After deciding that there not much action at the pines, we drove some 24 kilometres up into the mountains, a sparse place of few trees and fewer inhabitants. You could have easily filmed a Western here – and how fitting with Toni’s Clint Eastwood rugged looks! We bumped slowly along an uneven track, weaving to the left and right trying to avoid any punctures. I held my breath, both for the sharp stones and the panoramic views. A light warm breeze blew across the hills.
We arrived to the first line of colonies. Toni was very concerned because someone had placed a large number of beehives less than 500 meters away, not good practice in the beekeeping world. It could quite literally cause “bee wars”, with invading bees entering the enemies’ colonies and eating up their captives. He took down the registered number of the hives to contact the offender later (obviously a beginner). Meanwhile I looked in amazement at a line of stone pillars stretching across the barren landscape. What were they for? Had there been some never-ending temple at some point, and were these the ruins?
Toni explained that they were guidelines for walkers during the winter months when the mountains were obscured by snow. He pointed out how they stretched far across the plains, up and down the hills, every one a masterpiece of art, “darkhouses” in the seamless landscape. I could just imagine how disorienting it must be when these hills and skies are fused in a mass of misty uniform white.
We carried on to the next bee site. The sun was high and hot now and the flat plateau hummed with the scents of aromatic wild herbs. Toni pointed out the ones the bees were drawn to, in particular erizo (sea urchin) – he pinched off small amounts, rubbing the leaves between his fleshy fingers to release the scents. It was heady, not unlike thyme mixed with mint, but much more pungent.
The bees were buzzing, escaping out of the hives’ exit holes and clearly ready to play. Toni and Marie selected trays to pull out – they wanted to show me a queen with her distinctive red band colour. The bees climbed over each other and the honeycomb formations, buzzing, humming, and vibrating slightly with a residual chill. Toni pointed out the honey beginning to accumulate, and also the royal jelly deposits – so sought after for their many purported properties.

════════════════════

Please carry on the account of the mountain beekeeping trip from its last sentence. These items have no connection to the beekeeping account.

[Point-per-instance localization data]
════════════════════

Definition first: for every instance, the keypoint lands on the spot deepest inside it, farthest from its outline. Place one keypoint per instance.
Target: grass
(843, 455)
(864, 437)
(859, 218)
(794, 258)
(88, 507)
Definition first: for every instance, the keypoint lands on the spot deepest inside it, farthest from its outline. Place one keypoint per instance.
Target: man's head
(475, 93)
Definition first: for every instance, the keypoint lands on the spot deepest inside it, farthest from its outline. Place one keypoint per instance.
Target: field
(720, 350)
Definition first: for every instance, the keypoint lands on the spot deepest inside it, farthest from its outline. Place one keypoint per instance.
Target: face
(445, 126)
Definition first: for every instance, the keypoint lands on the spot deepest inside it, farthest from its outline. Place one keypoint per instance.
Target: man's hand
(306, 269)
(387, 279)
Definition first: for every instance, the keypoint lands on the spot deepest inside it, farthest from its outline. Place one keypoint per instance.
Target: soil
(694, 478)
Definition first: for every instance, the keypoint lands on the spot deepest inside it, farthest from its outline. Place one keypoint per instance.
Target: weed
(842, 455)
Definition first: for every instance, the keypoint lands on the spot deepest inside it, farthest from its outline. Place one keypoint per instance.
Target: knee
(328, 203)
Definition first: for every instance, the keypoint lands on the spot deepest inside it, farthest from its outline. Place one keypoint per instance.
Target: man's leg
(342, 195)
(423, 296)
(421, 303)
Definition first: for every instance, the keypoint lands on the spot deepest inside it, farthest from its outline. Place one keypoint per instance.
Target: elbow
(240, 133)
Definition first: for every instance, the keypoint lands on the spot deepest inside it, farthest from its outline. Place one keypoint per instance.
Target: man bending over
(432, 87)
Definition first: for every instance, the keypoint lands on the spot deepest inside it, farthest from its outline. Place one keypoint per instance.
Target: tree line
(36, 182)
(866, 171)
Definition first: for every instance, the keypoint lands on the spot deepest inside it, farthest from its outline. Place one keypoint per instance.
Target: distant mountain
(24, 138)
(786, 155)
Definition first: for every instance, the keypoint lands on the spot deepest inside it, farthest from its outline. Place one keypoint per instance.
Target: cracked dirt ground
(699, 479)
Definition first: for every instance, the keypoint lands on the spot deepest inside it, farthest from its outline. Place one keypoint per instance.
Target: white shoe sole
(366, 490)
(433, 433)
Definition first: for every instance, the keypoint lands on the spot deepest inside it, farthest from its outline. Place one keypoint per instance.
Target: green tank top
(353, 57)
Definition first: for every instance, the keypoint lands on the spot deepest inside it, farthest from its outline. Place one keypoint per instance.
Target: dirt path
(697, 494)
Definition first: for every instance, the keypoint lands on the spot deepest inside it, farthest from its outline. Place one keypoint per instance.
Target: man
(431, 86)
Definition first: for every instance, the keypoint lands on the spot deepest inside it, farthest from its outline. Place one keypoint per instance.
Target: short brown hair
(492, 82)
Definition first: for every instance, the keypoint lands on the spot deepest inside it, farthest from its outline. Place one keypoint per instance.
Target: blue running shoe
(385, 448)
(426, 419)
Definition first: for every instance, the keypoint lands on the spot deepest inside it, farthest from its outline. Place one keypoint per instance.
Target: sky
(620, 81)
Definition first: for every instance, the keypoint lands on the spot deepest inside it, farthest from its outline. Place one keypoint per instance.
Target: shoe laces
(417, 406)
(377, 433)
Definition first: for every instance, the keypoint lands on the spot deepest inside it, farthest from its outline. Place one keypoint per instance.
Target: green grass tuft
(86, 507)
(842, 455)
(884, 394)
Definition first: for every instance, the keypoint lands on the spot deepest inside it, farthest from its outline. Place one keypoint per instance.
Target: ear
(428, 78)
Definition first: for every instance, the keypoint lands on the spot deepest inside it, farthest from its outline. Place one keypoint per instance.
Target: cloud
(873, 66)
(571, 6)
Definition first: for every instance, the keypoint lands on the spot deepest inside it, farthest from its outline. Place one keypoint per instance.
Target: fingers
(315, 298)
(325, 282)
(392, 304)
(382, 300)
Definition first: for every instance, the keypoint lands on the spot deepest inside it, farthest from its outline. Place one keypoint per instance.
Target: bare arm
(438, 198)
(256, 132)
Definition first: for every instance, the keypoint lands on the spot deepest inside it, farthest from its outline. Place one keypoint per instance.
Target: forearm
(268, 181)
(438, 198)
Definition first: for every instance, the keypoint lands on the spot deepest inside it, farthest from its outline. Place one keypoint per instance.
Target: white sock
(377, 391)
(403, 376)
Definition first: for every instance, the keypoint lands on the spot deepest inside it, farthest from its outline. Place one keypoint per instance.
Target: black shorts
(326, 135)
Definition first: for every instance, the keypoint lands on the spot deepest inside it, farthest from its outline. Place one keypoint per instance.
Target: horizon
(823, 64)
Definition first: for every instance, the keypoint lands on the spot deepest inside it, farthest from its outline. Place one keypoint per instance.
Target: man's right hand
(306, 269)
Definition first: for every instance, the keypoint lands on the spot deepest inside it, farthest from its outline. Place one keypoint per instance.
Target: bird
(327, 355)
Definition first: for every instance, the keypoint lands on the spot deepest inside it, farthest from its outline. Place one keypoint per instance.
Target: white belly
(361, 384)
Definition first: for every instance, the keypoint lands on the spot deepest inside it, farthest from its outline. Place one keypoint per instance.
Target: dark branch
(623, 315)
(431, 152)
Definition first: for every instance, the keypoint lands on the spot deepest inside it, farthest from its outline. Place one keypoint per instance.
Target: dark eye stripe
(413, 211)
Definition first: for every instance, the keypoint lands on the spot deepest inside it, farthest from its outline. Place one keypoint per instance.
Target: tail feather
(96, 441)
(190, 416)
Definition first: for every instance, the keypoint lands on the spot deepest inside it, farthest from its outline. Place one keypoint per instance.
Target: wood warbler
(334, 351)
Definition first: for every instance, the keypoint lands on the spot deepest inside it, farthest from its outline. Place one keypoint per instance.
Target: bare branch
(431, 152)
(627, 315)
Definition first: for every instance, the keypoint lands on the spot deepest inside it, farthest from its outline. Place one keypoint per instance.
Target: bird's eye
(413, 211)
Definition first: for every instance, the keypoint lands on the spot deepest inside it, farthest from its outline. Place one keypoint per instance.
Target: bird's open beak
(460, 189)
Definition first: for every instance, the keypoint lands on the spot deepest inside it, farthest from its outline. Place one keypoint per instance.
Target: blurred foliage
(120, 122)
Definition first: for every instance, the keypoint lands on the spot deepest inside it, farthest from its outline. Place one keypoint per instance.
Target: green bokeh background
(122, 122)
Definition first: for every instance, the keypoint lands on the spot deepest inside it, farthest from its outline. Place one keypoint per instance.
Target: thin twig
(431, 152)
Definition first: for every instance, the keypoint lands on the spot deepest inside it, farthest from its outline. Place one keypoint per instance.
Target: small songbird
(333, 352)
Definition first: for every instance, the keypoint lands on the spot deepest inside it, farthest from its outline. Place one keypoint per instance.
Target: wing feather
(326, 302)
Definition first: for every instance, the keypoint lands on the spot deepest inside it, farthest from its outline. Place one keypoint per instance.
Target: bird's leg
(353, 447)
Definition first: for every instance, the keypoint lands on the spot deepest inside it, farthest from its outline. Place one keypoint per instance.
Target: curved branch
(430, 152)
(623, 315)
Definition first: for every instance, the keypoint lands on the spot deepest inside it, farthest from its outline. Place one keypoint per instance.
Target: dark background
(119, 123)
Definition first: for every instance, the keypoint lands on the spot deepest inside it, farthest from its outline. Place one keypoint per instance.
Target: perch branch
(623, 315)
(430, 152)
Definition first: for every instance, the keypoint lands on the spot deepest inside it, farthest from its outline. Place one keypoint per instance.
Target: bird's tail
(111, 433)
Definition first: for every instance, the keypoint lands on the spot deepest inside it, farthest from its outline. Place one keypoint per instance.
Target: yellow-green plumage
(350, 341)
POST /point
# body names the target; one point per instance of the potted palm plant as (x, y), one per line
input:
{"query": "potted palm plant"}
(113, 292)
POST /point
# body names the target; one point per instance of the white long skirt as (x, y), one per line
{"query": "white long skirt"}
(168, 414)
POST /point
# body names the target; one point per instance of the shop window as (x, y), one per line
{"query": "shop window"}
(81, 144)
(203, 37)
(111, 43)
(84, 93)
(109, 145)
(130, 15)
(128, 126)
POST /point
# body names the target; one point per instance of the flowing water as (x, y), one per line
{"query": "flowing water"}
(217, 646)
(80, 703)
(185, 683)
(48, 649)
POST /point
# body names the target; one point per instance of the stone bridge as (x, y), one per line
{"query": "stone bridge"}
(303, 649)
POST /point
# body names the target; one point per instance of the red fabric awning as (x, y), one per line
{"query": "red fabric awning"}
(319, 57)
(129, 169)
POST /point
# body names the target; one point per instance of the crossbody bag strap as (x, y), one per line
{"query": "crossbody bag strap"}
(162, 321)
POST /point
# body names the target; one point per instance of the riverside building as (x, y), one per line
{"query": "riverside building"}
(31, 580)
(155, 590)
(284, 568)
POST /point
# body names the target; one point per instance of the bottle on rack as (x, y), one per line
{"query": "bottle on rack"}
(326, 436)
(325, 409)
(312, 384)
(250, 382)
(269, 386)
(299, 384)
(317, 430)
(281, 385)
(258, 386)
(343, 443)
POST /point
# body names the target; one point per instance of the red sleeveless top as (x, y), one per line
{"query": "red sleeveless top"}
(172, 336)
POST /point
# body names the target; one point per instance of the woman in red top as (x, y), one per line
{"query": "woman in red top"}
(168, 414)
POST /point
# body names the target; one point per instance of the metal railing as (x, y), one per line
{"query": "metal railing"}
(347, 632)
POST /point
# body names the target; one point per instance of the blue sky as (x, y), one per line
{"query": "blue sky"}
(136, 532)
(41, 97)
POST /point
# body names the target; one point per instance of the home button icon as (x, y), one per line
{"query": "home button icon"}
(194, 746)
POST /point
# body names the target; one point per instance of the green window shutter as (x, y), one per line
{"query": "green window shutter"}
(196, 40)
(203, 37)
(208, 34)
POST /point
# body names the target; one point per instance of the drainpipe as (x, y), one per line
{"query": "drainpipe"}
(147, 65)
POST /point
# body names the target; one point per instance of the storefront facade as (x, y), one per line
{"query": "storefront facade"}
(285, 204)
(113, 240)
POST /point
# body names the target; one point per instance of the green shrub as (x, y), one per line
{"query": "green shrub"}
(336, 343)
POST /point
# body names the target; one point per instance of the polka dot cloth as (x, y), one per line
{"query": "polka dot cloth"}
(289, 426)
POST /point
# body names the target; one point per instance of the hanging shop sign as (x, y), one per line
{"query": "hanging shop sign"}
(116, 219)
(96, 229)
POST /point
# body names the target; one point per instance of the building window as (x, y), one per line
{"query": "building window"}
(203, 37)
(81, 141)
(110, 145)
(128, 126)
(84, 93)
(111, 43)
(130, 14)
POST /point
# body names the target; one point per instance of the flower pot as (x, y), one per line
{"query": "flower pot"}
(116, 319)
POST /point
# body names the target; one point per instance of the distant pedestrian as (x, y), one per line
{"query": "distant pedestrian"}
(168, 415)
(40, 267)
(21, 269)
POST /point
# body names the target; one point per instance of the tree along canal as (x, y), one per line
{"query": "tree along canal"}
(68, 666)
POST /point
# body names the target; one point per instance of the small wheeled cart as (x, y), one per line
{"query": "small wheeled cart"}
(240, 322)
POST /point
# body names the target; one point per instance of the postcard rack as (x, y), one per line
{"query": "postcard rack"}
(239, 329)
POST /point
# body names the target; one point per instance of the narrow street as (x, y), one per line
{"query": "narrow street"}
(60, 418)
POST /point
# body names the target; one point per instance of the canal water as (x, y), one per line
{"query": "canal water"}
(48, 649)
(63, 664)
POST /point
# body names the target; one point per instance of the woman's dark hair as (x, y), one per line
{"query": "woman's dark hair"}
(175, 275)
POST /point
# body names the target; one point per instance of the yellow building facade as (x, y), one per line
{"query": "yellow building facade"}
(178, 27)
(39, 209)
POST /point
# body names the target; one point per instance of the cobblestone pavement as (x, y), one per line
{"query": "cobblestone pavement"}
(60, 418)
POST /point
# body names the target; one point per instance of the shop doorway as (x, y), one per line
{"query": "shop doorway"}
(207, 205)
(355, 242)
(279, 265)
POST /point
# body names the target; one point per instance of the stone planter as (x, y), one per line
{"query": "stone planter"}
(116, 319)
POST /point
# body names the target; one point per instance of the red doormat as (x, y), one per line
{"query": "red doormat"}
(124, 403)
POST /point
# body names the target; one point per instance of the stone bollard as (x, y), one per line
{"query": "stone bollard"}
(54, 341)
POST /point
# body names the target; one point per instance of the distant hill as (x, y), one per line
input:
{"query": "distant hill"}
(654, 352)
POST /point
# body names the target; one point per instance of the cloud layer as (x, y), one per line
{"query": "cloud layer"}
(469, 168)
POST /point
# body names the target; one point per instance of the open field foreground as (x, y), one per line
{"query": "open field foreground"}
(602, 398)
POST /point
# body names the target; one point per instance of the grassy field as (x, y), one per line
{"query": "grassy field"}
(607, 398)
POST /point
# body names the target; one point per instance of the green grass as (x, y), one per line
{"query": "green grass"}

════════════════════

### Response to this task
I went mad with my gardening gloves on the shutter button, by now used to the action. Later when I looked at the photos I was stunned at how few were out of focus! Marie kept on telling me to keep my hat over my head and not let it slip back. Eventually she held it higher for me so that I could get a particularly fetching photo of Toni with a number of bees on his hat. The irony of course is that Maria got stunk on her forehead while trying to protect me – right through her mesh!
And that is when I found out that she is allergic to bees. Toni had to bundle her into the car and administer an antidote. I felt bad, but not so much as to stop taking photos. By now Toni had attracted quite a fan club and that produced the best shot of the day.
Eventually enough is enough and even I had to take flight, running across the high plateau, about 20 bees in hot pursuit, others having taken residence on my camera, inspecting the finer points of its lens and flash. Was it giving off a Queen bee pheromone? No matter what direction I ran, they followed. Well, for at least 5 minutes anyway. Then they tailed off, no doubt finding some aromatic plant to feast on – much more flavoursome than a mass of tepid metal.
We packed up and went to lunch, poor Maria sitting there with a huge red and yellow swelling in the middle of her forehead. I of course got off scot-free! Beginner’s luck.